-- start Dataset extract --

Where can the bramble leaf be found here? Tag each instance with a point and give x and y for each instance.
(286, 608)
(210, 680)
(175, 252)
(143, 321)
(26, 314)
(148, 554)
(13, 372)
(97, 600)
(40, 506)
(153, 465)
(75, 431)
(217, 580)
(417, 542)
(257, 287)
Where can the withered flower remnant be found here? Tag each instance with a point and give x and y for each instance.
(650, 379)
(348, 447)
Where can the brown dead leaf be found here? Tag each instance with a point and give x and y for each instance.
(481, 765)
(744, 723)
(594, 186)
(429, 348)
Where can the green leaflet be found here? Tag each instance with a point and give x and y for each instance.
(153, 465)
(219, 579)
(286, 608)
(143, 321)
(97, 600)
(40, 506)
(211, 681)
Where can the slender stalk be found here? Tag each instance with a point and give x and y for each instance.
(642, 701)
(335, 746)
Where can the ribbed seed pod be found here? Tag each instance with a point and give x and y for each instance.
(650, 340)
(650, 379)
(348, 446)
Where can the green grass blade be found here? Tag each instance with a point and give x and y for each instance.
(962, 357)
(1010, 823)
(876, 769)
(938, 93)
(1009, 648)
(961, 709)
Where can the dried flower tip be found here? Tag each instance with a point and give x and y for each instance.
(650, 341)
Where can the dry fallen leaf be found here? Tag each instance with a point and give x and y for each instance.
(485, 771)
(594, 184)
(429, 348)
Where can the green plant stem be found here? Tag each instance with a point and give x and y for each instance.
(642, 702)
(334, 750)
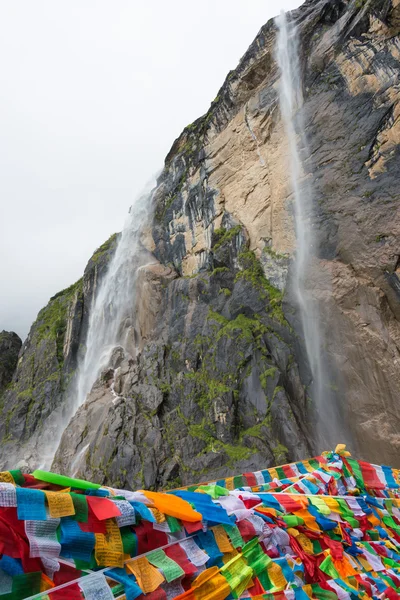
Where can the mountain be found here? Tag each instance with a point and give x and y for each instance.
(220, 378)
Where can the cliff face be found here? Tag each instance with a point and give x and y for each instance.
(46, 365)
(10, 344)
(220, 381)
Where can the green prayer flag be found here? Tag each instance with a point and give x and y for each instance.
(328, 567)
(81, 507)
(234, 535)
(169, 567)
(173, 523)
(128, 541)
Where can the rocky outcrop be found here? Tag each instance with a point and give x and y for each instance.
(10, 344)
(220, 380)
(46, 366)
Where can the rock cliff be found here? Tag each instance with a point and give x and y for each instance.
(220, 380)
(10, 344)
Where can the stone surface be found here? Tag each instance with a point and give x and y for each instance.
(46, 366)
(220, 380)
(10, 345)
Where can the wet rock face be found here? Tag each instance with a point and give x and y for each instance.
(215, 390)
(46, 365)
(219, 381)
(10, 344)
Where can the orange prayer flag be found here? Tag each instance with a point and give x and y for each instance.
(173, 506)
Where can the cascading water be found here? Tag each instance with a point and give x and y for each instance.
(111, 314)
(291, 103)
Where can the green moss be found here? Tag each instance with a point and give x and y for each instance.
(242, 326)
(51, 321)
(222, 236)
(225, 291)
(165, 387)
(268, 250)
(214, 316)
(280, 452)
(380, 237)
(219, 270)
(253, 273)
(103, 248)
(266, 375)
(25, 394)
(278, 389)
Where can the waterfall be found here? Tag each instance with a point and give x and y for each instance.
(111, 315)
(291, 103)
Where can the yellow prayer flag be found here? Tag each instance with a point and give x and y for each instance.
(60, 504)
(148, 577)
(109, 550)
(221, 537)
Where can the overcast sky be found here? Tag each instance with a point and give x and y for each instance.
(93, 93)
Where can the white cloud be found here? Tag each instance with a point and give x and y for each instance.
(93, 94)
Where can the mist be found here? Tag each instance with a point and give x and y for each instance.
(93, 95)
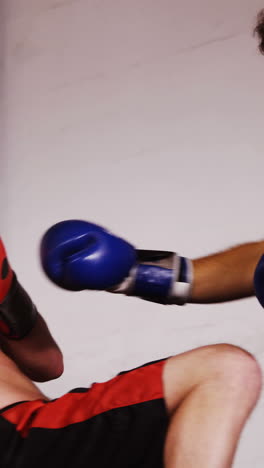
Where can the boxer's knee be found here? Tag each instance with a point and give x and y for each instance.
(222, 367)
(235, 366)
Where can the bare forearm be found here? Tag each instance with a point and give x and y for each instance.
(37, 355)
(227, 275)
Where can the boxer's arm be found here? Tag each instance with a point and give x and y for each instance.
(37, 354)
(227, 275)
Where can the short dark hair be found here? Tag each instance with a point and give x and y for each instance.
(259, 30)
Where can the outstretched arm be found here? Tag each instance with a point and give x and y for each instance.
(227, 275)
(24, 335)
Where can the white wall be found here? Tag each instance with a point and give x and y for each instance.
(146, 117)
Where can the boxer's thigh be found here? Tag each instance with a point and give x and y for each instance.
(14, 385)
(230, 364)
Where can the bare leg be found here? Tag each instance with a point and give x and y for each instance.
(210, 392)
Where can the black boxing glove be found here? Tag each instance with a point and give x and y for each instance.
(18, 314)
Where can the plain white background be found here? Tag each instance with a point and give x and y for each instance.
(147, 118)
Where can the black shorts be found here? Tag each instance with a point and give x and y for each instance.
(121, 423)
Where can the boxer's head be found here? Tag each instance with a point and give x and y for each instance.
(259, 30)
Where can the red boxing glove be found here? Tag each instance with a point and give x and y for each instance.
(17, 312)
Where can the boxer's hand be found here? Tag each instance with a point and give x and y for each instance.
(78, 255)
(17, 312)
(259, 281)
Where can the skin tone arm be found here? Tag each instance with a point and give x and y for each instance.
(227, 275)
(224, 276)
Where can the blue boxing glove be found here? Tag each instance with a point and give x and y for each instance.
(78, 255)
(259, 281)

-- end Dataset extract --

* Required work
Extract every line from the one containing "Where can the boxer's knee" to the end of the entries, including both of those lines, exactly as given and with nothing added.

* Problem solution
Where can the boxer's knee be found here? Tag each instance with a point and give x and y for each instance.
(222, 367)
(235, 366)
Where can the bare forearm be found here? Tag each instance with a point and give x and y for each instance.
(37, 355)
(227, 275)
Where can the boxer's arm be found here? Tag each instance with a point and give x and y for each instance.
(37, 354)
(227, 275)
Where can the short dark hair be found here? Tag each instance with a point and give x and y for each instance.
(259, 30)
Where can the outstretched arm be found here? Tag each instance with a point and give x and y for each instance.
(227, 275)
(24, 335)
Where can the white wall be found here? Tag each instance with a point and give x and y for each instance.
(146, 117)
Where can the boxer's thigh be found here? Tag each instance with a point and give x and y for each instance.
(14, 385)
(230, 364)
Where can the bare leg be found here? Tag each instance with a point and give x and y for each instance.
(210, 392)
Where can the black boxing glove be found here? Tag each instance with a point and give x and y for each instance.
(18, 314)
Where can the plain white background be found here? Tag each instance with a point and give x and y for each instance.
(147, 118)
Where can the black shorts be found here? Tag each instance with a point and give x and y for each instance.
(121, 423)
Where can the boxer's head be found here? Tag each instance with a point and give x and y for each instance.
(259, 30)
Where can the red boxing glove be found here? Tag each instance with a point and give x and y for each instance.
(17, 312)
Where can the boxer's hand be found here? Tag each instance with a point and give x and y for each instance.
(78, 255)
(17, 312)
(259, 281)
Where can the skin tone arm be found here? Tag each instance with a point and give x and y for each instance.
(227, 275)
(224, 276)
Where can the blue boxing glove be found here? Tag each instance with a point and give x and y for each instance.
(78, 255)
(259, 281)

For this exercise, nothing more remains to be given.